Your answer should consist of each line from the data below that contains "white".
● ● ●
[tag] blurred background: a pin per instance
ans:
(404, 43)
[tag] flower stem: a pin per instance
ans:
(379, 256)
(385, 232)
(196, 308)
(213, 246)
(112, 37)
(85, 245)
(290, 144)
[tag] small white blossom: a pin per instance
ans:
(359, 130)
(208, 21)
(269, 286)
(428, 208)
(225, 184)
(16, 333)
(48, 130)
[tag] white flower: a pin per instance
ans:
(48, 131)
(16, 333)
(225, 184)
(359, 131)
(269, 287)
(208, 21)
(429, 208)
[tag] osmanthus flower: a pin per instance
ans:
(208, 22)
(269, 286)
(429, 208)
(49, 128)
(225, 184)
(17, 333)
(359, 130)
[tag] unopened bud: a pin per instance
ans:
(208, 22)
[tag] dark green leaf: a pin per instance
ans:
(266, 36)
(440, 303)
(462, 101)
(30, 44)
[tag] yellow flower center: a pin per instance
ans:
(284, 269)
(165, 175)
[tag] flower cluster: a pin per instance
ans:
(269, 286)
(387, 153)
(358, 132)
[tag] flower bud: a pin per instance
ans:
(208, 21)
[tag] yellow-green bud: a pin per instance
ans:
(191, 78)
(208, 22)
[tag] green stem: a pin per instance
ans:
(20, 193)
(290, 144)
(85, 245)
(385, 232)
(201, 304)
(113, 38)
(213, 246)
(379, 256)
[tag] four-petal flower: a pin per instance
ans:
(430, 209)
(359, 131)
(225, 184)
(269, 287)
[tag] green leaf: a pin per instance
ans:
● ● ●
## [Solved exercise]
[tag] small white blossom: a pin per instance
[tag] white flower: a pin per instance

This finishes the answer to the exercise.